## Task to complete
Would you print all of the records below exactly, without skipping any?

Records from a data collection
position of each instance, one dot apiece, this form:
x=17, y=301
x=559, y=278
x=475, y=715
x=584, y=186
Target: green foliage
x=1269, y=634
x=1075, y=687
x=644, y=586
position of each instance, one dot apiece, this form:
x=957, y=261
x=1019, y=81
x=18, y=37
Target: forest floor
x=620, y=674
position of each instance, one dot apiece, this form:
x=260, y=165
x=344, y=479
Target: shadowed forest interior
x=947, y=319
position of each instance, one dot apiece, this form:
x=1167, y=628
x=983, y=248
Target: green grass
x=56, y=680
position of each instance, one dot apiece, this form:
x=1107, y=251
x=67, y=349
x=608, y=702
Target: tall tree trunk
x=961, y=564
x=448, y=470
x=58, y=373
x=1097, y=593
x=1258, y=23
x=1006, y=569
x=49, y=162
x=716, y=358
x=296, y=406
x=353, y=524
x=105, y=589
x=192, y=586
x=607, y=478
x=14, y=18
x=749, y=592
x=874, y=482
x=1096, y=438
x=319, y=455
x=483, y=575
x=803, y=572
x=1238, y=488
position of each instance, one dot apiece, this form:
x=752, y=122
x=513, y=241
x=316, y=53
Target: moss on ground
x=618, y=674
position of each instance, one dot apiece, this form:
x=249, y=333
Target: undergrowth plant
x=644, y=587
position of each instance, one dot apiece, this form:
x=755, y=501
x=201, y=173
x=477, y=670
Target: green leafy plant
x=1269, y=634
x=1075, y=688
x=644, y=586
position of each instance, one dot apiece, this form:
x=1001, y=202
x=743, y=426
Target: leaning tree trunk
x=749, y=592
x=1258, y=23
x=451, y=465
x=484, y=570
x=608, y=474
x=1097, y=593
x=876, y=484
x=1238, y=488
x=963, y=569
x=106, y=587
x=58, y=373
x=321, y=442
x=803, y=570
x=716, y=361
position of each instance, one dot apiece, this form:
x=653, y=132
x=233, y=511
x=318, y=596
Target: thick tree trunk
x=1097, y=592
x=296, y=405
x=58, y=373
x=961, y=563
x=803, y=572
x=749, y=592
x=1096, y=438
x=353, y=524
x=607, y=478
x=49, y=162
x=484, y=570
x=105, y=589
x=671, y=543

## Worked solution
position of each instance, one dot apiece, this form:
x=17, y=301
x=559, y=278
x=475, y=715
x=584, y=186
Target: green foliage
x=1269, y=634
x=1075, y=687
x=644, y=586
position of each instance, one dot apiece, this form:
x=957, y=261
x=1019, y=81
x=18, y=37
Target: forest floor
x=620, y=674
position of each instance, one dot apiece, this form:
x=260, y=165
x=344, y=479
Target: shadowed forest interior
x=947, y=319
position of each instance, one dot apiece, this form:
x=1167, y=628
x=983, y=248
Target: green grass
x=56, y=680
position of each instance, one dot apiece, this form:
x=1107, y=251
x=67, y=349
x=608, y=702
Target: tall tree trunk
x=961, y=564
x=448, y=470
x=58, y=373
x=1097, y=593
x=1258, y=23
x=1006, y=569
x=49, y=162
x=716, y=358
x=296, y=406
x=353, y=524
x=105, y=589
x=192, y=586
x=607, y=478
x=14, y=18
x=749, y=592
x=874, y=482
x=1096, y=438
x=319, y=455
x=483, y=575
x=803, y=572
x=1238, y=488
position of each instance, one dot apiece, this form:
x=752, y=122
x=513, y=241
x=316, y=53
Target: moss on ground
x=618, y=674
position of each instance, one dot apiece, this form:
x=249, y=333
Target: undergrowth plant
x=644, y=587
position of each instance, one dot apiece, this form:
x=755, y=501
x=201, y=173
x=477, y=670
Target: green leafy plant
x=1269, y=634
x=1075, y=688
x=644, y=586
position of each instance, one dot apiece, this form:
x=1001, y=202
x=743, y=426
Target: leaning tree trunk
x=749, y=592
x=1258, y=23
x=451, y=465
x=484, y=570
x=608, y=474
x=1097, y=593
x=876, y=484
x=1238, y=488
x=963, y=569
x=106, y=587
x=58, y=373
x=321, y=442
x=803, y=570
x=716, y=361
position of each instance, one dot apiece, this form:
x=653, y=132
x=233, y=511
x=318, y=596
Target: thick tree trunk
x=1097, y=592
x=296, y=405
x=58, y=373
x=961, y=563
x=803, y=572
x=749, y=592
x=1096, y=438
x=353, y=524
x=607, y=478
x=49, y=162
x=484, y=570
x=105, y=589
x=671, y=543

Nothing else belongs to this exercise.